* [AIM OF THE EXERCISE]
Up to and including the line that holds "# test: locate points for every instance of the utility", print the data exactly from its first line; do not print the pictures.

* [AVAILABLE RECORDS]
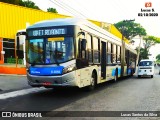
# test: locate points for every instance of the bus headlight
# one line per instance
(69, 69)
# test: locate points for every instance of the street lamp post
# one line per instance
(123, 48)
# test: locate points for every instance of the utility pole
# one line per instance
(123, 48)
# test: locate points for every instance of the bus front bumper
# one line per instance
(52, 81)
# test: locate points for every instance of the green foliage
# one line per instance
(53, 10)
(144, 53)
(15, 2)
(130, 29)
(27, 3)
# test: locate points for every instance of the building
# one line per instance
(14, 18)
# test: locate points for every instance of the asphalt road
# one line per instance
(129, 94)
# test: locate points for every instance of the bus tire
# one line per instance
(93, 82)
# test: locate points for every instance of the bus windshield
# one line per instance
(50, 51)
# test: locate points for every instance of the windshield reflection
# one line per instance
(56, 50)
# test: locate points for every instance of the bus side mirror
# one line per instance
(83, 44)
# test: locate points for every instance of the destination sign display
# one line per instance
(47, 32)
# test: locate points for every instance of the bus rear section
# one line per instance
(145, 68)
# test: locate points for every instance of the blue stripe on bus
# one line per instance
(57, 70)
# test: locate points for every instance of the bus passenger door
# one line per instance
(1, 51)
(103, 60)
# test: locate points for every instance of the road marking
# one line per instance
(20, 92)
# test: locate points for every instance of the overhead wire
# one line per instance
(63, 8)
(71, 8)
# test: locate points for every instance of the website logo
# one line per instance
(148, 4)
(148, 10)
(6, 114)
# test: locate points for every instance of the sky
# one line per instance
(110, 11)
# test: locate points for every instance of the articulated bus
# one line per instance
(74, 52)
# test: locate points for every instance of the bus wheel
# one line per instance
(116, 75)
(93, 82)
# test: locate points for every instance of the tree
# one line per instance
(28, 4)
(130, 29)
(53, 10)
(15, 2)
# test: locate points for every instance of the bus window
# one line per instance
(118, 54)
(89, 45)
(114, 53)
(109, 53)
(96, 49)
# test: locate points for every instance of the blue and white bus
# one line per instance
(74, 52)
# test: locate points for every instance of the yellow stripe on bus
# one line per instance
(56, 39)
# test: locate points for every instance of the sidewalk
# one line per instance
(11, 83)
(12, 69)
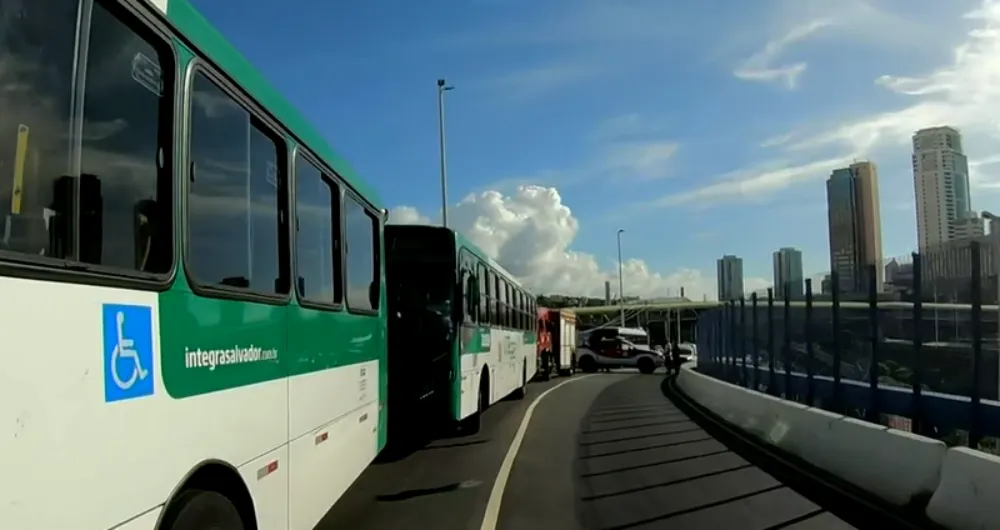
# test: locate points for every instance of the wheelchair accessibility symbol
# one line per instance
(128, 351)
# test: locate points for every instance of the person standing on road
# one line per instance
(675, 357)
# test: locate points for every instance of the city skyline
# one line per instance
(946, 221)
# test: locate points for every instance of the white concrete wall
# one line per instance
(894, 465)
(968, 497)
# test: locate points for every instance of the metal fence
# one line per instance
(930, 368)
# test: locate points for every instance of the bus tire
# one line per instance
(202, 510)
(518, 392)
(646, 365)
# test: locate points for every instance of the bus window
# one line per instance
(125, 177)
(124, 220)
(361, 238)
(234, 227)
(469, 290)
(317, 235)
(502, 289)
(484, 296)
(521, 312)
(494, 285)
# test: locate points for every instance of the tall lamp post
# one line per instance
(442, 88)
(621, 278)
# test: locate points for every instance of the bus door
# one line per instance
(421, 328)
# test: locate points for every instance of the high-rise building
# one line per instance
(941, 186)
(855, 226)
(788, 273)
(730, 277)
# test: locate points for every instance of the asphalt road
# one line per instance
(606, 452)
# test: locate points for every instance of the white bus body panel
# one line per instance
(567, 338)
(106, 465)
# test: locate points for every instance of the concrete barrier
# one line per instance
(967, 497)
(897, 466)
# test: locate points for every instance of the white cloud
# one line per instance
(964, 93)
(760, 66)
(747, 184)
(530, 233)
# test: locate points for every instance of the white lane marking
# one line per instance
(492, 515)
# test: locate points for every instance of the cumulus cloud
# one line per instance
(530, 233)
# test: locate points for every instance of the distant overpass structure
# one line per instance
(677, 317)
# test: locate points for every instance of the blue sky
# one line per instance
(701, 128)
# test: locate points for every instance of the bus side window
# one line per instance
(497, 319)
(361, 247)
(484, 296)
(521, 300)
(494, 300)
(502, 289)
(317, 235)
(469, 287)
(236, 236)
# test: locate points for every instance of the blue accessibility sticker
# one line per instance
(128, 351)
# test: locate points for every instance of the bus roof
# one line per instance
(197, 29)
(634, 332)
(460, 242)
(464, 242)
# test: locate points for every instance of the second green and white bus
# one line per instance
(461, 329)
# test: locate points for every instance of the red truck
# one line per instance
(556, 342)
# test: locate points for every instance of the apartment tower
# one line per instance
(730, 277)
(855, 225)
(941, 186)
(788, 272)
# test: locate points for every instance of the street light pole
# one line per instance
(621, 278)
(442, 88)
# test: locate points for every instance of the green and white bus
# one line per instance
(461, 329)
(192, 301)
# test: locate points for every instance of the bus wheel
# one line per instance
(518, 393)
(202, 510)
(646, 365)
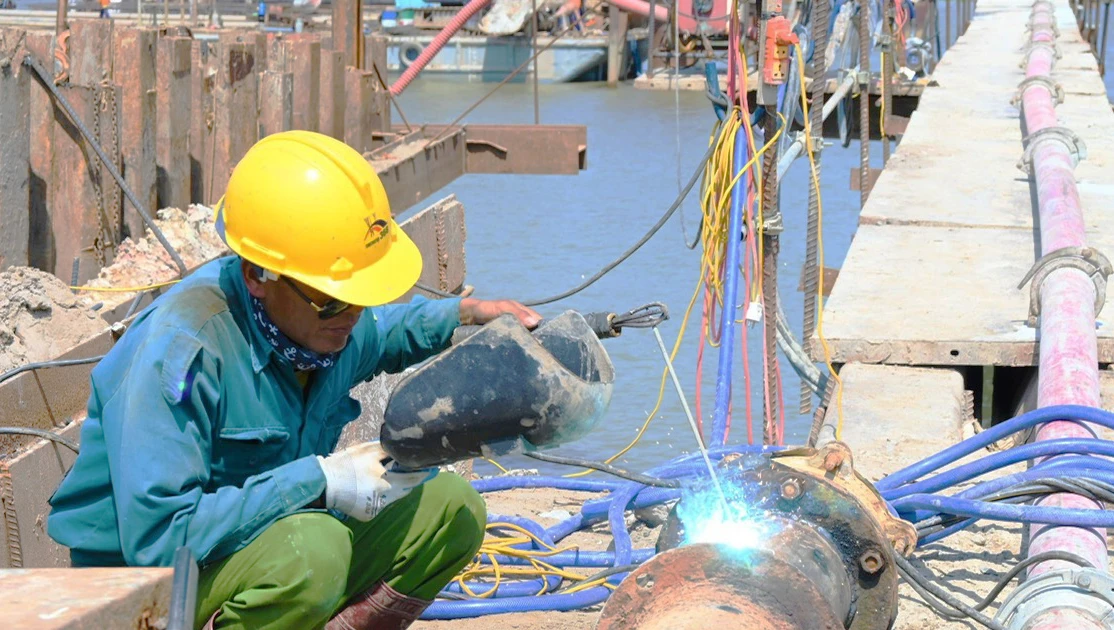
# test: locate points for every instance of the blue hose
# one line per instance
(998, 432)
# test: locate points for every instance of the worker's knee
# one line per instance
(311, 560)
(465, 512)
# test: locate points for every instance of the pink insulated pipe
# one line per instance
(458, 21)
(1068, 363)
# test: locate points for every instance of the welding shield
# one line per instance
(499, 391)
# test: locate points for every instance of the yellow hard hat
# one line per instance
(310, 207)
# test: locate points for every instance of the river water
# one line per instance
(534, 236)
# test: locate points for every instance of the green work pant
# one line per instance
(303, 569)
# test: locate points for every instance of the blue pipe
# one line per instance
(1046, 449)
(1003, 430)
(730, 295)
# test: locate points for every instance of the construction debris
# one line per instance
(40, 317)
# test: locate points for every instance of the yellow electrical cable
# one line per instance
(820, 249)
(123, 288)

* [RESULT OF THE TASK]
# test: locate points for every instance of the bus headlight
# one line per instance
(69, 69)
# test: locate points for every instance of the street lamp post
# one line per instance
(123, 48)
# test: locate points for every instance of the utility pole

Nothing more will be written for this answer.